▸ **What this task involves**
Locate, in the data below, the line that contains "Target: white fabric" and the line that contains "like x=1462 y=620."; reproduce exactly those two lines and every line between them, nothing more.

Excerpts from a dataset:
━━━━━━

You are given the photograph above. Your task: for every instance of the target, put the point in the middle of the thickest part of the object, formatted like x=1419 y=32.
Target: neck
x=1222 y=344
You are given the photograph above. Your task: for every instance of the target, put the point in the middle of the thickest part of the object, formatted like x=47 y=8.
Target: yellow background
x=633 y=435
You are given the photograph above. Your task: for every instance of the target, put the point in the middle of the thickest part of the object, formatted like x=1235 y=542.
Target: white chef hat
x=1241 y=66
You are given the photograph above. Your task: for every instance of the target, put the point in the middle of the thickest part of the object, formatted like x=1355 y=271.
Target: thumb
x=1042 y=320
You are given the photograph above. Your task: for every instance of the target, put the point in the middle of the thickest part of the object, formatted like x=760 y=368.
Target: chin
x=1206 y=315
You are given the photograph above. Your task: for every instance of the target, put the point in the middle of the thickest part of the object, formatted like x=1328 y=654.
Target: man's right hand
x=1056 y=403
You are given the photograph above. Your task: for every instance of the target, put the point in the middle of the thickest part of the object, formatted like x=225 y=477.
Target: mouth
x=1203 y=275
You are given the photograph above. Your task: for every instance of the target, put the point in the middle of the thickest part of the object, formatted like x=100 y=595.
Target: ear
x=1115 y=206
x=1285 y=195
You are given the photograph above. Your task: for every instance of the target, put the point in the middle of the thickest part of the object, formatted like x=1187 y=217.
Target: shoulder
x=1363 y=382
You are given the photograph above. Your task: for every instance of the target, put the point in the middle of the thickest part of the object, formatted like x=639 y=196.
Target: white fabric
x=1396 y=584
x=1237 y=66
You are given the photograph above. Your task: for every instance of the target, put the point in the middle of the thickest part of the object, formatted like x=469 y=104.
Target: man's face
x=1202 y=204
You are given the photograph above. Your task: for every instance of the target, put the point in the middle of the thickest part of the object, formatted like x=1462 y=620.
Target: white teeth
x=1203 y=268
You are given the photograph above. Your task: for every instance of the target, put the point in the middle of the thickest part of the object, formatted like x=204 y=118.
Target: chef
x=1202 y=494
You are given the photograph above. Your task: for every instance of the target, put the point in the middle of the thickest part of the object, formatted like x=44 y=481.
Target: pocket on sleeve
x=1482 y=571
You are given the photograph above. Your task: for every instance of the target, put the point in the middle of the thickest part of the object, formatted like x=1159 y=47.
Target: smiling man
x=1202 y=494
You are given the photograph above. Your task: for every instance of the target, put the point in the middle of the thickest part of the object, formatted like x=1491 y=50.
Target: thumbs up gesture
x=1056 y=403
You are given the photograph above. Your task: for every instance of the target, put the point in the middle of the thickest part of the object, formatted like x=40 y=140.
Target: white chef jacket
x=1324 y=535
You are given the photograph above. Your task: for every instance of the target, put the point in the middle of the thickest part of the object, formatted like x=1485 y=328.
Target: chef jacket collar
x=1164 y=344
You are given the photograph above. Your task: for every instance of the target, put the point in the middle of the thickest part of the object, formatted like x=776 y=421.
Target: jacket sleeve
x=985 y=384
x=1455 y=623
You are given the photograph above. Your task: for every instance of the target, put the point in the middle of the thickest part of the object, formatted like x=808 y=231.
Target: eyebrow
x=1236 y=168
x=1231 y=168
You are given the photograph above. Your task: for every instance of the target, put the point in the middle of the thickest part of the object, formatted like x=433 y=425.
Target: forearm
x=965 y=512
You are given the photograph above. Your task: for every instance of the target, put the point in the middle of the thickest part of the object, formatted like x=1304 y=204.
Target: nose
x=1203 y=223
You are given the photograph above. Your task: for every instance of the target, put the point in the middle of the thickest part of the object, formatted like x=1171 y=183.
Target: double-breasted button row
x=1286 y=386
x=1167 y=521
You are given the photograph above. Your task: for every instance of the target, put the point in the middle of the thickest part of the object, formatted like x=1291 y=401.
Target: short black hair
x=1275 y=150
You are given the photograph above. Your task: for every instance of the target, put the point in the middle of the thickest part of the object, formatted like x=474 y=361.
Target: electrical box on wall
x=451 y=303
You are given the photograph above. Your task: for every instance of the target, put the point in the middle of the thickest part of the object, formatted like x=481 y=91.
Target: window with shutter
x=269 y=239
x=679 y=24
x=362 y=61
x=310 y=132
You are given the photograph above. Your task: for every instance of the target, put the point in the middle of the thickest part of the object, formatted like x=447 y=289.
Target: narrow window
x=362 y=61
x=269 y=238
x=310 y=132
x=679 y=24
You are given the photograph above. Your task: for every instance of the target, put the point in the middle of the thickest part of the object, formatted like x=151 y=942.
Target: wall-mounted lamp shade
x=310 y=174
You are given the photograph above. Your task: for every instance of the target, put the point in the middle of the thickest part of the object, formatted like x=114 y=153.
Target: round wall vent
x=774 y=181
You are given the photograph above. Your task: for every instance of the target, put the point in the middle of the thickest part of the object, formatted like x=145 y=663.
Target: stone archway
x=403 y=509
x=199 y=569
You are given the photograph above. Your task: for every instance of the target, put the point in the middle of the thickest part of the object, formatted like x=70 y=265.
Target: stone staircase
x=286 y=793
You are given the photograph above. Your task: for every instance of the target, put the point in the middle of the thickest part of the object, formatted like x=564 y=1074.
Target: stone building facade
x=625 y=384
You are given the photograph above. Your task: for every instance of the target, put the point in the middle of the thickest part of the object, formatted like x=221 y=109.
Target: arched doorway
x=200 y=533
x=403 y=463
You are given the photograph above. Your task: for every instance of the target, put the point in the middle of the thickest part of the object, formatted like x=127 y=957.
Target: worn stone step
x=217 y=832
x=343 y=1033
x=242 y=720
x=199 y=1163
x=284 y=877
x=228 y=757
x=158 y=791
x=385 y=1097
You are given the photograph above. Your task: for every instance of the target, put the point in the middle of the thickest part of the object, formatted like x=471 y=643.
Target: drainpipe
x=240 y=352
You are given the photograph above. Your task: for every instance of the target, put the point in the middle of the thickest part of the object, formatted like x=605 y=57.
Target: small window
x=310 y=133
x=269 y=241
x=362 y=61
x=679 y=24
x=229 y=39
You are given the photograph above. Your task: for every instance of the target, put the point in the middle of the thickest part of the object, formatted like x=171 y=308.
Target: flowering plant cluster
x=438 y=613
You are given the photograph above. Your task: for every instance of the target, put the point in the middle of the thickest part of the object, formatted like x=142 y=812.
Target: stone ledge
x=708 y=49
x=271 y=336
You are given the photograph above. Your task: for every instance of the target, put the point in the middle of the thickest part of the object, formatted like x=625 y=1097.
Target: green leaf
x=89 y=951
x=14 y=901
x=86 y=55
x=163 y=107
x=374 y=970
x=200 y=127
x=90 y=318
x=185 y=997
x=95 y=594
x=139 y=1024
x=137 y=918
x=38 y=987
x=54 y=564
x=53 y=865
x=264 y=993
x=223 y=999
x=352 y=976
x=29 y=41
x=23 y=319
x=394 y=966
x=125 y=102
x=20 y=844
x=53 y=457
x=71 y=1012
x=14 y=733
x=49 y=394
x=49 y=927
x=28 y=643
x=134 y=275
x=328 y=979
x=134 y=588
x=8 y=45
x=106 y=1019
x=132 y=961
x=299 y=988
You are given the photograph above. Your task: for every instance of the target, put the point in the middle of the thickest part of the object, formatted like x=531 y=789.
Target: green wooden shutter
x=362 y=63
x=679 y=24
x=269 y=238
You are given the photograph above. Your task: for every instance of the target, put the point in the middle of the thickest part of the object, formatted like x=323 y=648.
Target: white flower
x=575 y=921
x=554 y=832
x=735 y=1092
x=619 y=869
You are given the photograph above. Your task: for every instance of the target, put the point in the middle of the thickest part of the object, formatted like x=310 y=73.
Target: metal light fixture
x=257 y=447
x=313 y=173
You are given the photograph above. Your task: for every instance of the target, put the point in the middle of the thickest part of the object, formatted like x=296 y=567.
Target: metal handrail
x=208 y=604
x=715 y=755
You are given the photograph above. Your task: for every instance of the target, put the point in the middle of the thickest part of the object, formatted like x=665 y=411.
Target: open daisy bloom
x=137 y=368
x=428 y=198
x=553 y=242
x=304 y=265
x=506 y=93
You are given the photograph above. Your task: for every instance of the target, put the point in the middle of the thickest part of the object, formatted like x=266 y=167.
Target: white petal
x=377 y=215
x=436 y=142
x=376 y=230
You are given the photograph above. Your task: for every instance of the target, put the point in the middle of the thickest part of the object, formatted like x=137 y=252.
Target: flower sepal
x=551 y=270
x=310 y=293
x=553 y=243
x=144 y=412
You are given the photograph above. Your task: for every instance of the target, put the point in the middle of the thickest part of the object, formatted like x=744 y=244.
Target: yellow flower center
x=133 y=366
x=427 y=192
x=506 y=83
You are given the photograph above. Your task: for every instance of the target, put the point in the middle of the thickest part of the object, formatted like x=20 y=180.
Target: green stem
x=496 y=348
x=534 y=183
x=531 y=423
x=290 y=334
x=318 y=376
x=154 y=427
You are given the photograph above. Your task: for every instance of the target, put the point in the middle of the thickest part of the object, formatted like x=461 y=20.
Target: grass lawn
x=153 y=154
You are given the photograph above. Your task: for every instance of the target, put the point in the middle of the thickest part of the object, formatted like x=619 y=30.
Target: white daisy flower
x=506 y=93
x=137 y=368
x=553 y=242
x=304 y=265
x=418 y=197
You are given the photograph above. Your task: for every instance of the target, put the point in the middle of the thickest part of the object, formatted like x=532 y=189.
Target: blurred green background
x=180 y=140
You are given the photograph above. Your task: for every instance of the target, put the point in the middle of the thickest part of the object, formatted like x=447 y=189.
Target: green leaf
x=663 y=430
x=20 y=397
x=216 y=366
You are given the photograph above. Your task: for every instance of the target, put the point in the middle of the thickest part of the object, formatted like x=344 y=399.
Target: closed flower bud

━━━━━━

▸ **Answer to the exercise**
Target: white fabric
x=1396 y=584
x=1237 y=66
You are given the photograph above. Your task: for every instance of the target, put the point in the middle of the thickest part of the object, formatted like x=469 y=104.
Target: man's face
x=1202 y=204
You are given the photograph above. Your task: for every instance of the target, put the point in the middle of the thickest part of the object, formatted like x=1462 y=620.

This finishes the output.